= Task prompt =
The result should be every line of the listing that contains "sign".

= Record set =
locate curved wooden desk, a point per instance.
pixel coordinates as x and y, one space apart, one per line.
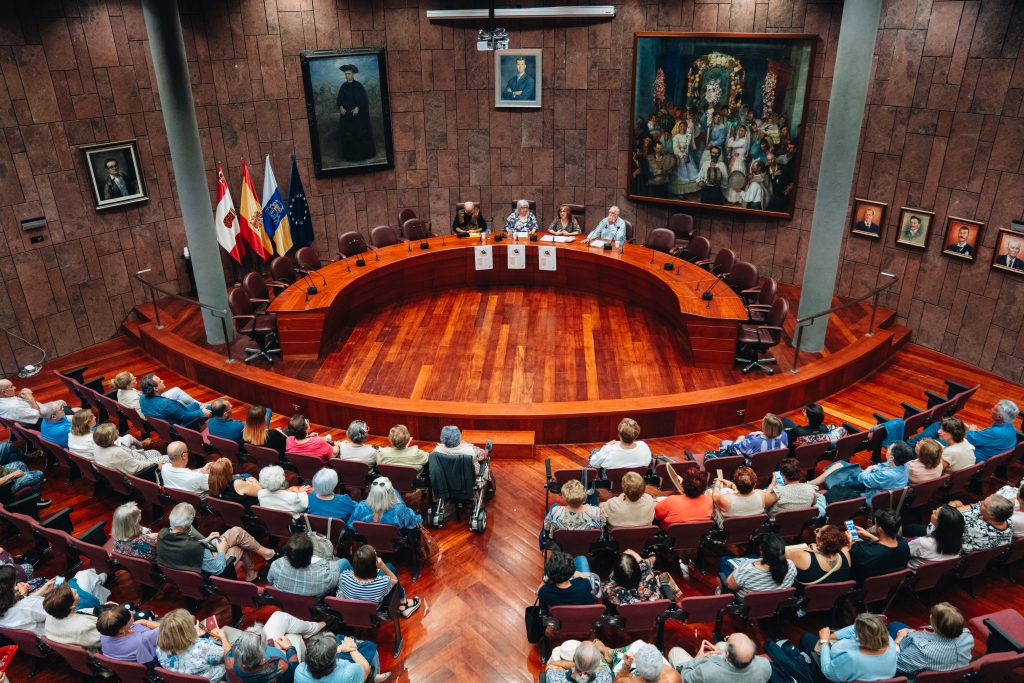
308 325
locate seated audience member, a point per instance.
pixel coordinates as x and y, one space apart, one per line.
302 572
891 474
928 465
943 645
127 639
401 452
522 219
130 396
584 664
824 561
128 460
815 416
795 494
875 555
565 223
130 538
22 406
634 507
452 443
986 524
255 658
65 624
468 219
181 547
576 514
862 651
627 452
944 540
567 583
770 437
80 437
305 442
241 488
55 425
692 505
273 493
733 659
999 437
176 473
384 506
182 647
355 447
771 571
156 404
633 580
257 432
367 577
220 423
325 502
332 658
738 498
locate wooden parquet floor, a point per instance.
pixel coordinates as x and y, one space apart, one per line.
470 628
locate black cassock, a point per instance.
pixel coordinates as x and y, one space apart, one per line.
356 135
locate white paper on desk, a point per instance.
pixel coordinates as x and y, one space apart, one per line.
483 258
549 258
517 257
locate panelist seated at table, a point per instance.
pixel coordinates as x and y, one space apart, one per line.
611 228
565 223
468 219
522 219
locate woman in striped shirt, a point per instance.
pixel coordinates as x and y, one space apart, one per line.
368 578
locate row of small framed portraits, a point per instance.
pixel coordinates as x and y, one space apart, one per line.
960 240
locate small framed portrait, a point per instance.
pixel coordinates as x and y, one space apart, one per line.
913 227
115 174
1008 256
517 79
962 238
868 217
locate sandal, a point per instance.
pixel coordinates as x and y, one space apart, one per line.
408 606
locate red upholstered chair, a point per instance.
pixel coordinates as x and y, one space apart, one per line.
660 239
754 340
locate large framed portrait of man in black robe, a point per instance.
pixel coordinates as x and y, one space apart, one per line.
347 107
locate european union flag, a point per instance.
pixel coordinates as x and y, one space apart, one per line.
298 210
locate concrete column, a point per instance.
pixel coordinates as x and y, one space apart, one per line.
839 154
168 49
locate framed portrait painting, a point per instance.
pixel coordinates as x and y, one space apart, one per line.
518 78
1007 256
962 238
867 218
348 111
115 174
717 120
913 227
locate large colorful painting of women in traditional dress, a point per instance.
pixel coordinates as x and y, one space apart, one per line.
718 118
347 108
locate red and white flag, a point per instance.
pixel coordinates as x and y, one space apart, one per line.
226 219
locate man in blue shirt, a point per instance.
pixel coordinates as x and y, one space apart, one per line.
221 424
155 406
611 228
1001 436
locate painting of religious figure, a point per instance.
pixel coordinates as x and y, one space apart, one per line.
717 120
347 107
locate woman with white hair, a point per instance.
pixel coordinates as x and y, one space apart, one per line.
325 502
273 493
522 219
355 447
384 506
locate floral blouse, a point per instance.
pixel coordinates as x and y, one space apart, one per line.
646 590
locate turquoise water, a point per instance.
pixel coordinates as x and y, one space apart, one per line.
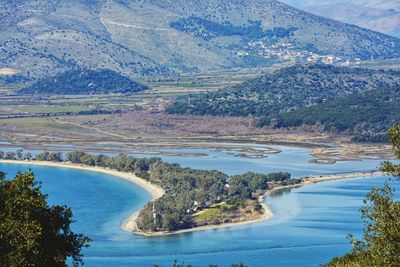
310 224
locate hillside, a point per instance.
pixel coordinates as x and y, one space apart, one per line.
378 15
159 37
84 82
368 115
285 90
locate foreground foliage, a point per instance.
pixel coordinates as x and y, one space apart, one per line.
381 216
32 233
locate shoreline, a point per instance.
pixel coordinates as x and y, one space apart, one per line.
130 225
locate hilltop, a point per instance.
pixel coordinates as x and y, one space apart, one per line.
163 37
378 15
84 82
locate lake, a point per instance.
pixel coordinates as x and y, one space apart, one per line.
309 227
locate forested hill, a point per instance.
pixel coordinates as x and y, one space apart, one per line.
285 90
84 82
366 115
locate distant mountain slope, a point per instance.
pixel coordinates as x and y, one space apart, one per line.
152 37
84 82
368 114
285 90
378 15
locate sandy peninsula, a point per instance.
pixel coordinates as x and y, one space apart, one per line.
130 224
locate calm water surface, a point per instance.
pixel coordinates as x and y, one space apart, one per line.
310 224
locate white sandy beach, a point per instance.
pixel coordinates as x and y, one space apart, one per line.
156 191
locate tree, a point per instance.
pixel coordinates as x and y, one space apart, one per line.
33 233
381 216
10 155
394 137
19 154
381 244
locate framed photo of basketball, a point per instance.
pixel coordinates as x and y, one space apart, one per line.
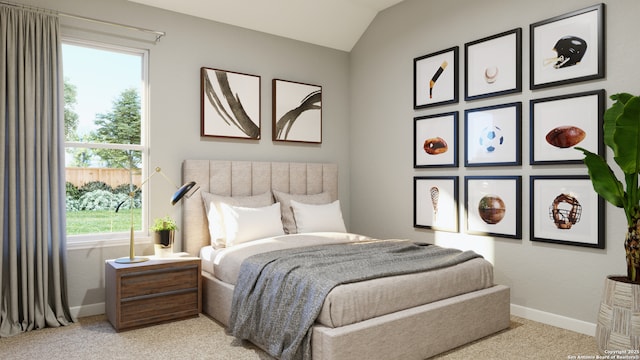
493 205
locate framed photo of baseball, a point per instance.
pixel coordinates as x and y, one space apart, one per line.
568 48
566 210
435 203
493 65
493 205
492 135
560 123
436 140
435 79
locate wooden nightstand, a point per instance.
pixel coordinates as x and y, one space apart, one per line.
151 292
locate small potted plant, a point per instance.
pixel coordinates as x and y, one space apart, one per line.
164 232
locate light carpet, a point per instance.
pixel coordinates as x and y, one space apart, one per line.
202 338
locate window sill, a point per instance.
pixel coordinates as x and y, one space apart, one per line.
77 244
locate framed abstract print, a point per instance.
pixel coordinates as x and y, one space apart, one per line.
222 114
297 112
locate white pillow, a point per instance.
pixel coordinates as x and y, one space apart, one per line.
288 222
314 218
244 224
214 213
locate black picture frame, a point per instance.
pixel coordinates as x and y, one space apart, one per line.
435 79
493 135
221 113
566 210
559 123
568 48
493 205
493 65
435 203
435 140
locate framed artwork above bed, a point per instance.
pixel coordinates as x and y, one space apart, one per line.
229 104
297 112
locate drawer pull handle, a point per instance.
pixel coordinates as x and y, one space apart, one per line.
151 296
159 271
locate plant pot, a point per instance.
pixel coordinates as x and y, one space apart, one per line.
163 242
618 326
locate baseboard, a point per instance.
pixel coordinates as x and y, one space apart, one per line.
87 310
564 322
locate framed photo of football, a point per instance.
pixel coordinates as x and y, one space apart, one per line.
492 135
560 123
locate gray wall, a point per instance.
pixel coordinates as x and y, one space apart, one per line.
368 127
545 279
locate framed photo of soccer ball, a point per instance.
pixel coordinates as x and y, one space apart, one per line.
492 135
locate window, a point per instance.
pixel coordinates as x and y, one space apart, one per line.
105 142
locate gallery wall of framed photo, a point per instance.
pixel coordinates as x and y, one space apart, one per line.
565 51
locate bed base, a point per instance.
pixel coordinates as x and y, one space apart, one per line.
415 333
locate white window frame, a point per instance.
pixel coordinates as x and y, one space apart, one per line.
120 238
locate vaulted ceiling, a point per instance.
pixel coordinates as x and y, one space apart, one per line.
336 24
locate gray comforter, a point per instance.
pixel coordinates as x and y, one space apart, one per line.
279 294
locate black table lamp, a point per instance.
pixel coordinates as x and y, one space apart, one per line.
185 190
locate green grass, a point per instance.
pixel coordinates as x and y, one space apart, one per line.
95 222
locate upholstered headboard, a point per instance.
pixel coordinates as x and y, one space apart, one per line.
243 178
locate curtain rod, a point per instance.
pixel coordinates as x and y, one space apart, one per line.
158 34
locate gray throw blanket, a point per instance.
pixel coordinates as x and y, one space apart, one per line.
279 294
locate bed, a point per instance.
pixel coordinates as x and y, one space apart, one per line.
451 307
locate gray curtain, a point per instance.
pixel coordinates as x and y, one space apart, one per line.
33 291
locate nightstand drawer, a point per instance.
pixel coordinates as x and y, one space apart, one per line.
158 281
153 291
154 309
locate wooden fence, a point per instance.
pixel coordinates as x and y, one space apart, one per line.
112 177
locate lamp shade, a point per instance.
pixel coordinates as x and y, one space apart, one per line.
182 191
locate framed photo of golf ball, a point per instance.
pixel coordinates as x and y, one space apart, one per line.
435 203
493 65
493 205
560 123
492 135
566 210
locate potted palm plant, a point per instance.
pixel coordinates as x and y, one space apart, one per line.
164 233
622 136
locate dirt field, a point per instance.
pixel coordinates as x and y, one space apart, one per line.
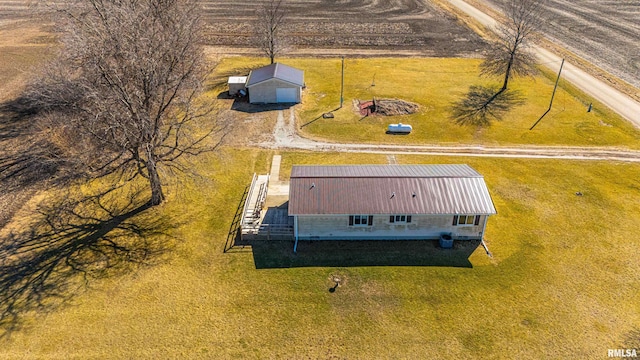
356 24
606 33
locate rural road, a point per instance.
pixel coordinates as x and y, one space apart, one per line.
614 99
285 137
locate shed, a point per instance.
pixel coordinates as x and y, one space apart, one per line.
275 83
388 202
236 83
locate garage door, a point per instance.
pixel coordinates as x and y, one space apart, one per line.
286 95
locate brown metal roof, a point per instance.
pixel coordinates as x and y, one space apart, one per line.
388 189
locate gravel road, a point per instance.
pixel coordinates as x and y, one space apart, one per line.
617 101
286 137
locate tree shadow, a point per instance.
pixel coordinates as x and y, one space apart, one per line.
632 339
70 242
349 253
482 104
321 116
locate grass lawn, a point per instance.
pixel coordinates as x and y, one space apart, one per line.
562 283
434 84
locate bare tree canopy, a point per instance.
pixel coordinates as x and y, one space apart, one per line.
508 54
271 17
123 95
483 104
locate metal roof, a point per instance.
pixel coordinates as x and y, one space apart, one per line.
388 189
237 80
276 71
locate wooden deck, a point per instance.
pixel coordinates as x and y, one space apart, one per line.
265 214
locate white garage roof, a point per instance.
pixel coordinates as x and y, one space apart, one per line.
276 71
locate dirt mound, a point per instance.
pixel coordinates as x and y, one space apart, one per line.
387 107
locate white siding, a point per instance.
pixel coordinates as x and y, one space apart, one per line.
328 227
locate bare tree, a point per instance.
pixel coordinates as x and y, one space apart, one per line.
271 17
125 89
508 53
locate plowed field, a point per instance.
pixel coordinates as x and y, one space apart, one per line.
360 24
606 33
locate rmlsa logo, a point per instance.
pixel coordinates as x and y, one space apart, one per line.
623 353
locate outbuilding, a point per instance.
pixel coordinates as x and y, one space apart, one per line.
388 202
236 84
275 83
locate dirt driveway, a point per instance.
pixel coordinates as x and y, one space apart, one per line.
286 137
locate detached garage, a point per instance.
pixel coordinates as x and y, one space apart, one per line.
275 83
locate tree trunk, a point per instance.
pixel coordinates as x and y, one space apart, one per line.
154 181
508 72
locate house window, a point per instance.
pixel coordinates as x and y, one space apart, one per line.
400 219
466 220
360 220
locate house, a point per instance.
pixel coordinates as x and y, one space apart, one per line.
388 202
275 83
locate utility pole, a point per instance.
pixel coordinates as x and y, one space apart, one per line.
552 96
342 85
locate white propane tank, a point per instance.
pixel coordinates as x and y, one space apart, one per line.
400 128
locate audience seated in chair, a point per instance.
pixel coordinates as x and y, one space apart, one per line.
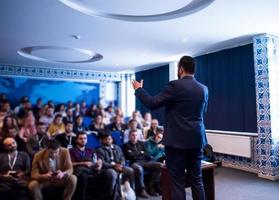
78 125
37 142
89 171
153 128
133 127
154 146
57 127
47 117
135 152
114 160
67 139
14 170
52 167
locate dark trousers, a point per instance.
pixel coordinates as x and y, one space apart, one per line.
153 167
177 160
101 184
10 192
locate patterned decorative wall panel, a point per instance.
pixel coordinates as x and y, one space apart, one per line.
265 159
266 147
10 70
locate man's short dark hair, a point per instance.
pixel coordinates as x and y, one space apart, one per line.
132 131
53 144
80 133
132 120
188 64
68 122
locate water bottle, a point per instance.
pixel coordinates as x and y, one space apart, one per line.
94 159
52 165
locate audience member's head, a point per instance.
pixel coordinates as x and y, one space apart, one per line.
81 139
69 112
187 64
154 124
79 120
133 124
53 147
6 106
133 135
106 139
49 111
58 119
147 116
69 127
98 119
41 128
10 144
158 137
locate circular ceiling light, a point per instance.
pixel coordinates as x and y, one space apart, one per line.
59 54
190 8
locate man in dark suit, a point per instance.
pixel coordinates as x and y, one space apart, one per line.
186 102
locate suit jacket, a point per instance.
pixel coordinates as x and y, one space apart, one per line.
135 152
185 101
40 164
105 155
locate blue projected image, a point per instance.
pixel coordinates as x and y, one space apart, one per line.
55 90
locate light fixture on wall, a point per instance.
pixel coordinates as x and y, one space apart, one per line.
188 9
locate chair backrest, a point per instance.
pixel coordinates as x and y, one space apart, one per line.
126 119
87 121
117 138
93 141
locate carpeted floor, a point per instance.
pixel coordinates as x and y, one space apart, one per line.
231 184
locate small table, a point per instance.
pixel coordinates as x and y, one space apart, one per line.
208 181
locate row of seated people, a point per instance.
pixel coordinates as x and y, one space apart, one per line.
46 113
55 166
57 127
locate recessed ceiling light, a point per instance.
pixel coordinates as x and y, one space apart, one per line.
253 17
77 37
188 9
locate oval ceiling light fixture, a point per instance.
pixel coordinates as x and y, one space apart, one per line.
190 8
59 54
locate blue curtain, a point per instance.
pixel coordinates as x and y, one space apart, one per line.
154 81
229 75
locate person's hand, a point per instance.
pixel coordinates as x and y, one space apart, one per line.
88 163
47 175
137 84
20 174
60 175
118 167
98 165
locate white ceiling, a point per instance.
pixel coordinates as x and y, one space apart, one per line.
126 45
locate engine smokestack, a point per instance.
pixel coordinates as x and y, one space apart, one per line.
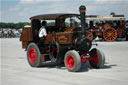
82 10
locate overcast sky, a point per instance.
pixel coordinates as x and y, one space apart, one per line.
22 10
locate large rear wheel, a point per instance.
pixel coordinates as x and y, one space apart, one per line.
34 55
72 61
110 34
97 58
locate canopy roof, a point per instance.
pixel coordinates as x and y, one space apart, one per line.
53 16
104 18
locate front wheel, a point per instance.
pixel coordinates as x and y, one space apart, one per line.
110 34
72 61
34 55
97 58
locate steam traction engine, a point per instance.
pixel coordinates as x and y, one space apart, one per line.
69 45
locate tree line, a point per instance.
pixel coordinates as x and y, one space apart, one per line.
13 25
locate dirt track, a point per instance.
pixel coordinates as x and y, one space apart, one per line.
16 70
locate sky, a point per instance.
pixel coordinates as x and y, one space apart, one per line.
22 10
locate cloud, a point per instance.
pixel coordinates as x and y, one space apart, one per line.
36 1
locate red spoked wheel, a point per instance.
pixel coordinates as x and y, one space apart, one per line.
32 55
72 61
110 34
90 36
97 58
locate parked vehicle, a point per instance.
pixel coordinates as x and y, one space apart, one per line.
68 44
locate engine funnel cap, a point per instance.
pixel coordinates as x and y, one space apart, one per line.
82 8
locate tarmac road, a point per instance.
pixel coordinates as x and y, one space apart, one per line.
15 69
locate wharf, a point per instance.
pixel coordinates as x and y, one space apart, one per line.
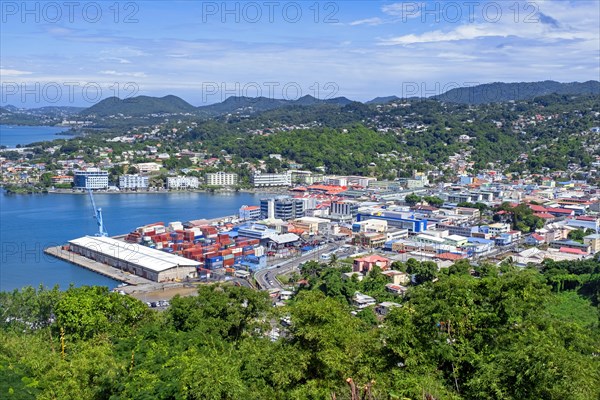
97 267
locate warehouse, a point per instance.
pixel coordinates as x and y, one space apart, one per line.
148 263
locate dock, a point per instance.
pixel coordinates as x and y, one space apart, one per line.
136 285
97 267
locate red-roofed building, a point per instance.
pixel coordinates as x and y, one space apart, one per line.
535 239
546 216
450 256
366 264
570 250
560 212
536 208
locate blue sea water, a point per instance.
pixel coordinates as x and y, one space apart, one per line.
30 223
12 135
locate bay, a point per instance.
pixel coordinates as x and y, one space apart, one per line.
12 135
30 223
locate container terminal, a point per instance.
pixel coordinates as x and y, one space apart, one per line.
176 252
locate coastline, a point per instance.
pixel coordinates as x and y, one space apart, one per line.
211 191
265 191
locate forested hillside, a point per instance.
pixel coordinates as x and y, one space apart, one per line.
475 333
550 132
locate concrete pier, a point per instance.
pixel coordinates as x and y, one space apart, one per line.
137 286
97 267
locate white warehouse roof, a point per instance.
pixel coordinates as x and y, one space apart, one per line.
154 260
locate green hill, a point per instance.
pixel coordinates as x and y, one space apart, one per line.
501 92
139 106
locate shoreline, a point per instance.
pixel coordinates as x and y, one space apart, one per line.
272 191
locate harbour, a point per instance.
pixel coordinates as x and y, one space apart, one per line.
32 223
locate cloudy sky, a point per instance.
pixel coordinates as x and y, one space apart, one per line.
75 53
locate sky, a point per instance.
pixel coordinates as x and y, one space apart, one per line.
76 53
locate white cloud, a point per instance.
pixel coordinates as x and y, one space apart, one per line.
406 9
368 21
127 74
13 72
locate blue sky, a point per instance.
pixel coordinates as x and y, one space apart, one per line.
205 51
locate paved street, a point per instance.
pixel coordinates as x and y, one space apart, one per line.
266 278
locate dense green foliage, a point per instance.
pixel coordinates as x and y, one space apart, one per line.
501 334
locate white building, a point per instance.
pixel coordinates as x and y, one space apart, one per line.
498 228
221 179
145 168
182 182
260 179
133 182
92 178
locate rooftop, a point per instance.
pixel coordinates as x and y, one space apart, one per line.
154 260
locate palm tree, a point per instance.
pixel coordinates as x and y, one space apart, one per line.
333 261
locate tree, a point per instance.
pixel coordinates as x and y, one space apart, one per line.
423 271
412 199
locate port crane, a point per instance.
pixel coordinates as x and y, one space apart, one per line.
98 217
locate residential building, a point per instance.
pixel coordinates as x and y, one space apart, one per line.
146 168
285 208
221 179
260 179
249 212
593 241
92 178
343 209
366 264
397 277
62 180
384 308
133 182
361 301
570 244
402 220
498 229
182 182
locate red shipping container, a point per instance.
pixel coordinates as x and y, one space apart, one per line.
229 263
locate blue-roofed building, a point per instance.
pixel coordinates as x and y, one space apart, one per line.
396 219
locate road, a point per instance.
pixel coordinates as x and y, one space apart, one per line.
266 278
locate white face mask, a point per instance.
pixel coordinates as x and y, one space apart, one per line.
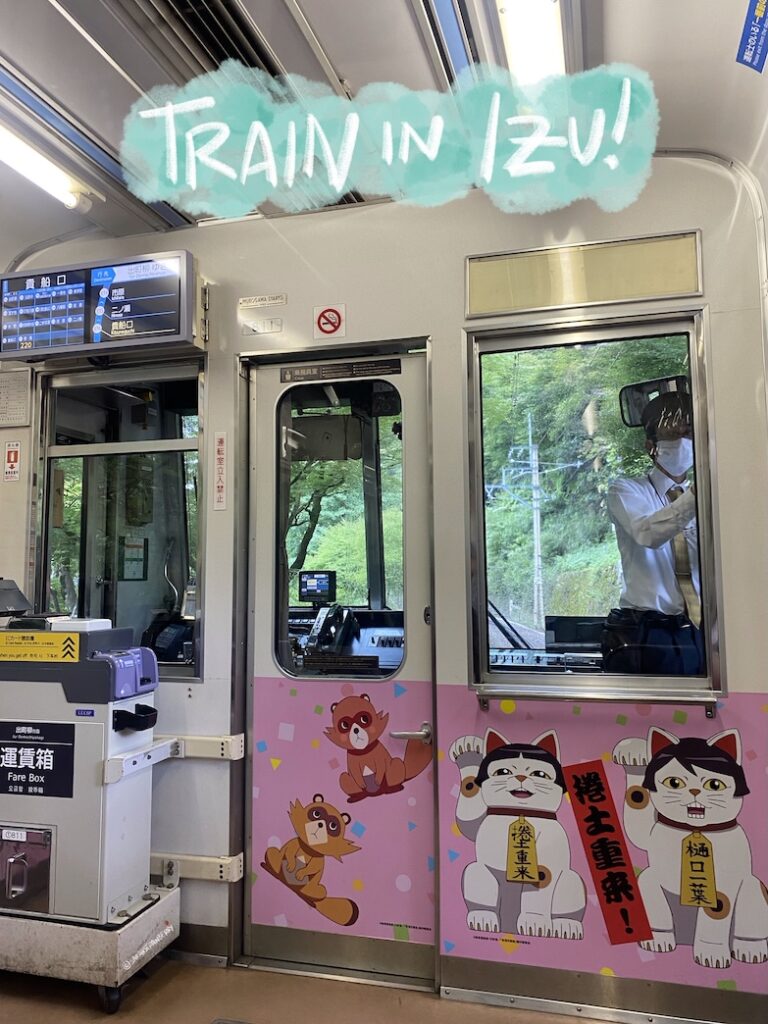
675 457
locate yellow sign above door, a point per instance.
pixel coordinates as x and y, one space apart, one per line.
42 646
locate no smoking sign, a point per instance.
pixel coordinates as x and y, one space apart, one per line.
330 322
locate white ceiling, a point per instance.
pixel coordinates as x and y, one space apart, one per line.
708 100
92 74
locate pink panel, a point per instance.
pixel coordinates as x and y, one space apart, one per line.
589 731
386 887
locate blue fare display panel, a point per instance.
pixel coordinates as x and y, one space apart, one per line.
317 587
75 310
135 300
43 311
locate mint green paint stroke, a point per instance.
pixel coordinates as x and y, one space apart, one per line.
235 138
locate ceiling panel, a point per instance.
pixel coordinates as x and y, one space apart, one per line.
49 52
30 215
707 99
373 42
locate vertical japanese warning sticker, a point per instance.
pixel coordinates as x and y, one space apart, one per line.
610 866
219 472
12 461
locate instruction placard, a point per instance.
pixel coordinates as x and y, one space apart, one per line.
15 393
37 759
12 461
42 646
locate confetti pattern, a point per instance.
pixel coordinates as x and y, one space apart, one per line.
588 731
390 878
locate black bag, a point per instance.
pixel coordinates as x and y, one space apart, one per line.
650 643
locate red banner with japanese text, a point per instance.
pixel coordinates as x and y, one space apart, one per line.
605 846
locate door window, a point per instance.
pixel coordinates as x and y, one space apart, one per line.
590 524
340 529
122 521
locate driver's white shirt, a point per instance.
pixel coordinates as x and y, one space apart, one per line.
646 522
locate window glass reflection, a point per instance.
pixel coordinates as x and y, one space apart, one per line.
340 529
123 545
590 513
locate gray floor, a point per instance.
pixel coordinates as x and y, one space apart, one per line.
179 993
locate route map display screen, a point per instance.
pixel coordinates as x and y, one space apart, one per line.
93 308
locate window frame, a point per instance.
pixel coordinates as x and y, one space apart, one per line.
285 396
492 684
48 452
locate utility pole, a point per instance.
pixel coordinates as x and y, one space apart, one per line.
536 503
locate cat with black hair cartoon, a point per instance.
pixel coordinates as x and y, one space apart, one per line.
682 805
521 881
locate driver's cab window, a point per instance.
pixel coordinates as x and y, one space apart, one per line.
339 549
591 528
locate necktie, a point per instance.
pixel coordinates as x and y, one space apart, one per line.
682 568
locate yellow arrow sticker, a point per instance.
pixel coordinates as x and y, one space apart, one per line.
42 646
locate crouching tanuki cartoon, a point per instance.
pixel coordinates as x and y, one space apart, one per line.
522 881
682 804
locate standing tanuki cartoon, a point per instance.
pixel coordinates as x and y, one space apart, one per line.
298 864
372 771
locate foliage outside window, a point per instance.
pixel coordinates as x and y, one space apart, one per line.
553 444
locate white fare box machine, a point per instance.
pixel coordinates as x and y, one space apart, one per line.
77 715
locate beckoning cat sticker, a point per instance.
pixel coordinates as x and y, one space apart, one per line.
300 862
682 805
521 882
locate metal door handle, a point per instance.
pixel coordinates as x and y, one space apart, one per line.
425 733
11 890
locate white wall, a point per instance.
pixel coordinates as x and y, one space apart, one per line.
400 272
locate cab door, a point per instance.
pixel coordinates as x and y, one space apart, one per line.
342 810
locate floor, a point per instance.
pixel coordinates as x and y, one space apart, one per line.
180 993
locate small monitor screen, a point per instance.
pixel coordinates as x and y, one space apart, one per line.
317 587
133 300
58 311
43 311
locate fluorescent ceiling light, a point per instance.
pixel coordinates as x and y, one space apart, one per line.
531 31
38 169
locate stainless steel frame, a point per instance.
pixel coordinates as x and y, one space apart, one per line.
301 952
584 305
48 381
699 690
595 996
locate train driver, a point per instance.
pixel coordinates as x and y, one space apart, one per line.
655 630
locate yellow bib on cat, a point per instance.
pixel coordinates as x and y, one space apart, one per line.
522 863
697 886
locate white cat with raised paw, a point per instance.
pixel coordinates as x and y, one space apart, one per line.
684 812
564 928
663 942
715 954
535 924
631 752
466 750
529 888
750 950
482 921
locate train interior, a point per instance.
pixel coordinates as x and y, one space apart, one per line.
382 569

= Answer to the exercise =
locate yellow sign above door, a point per instance.
locate no smoking sign, a point per instance.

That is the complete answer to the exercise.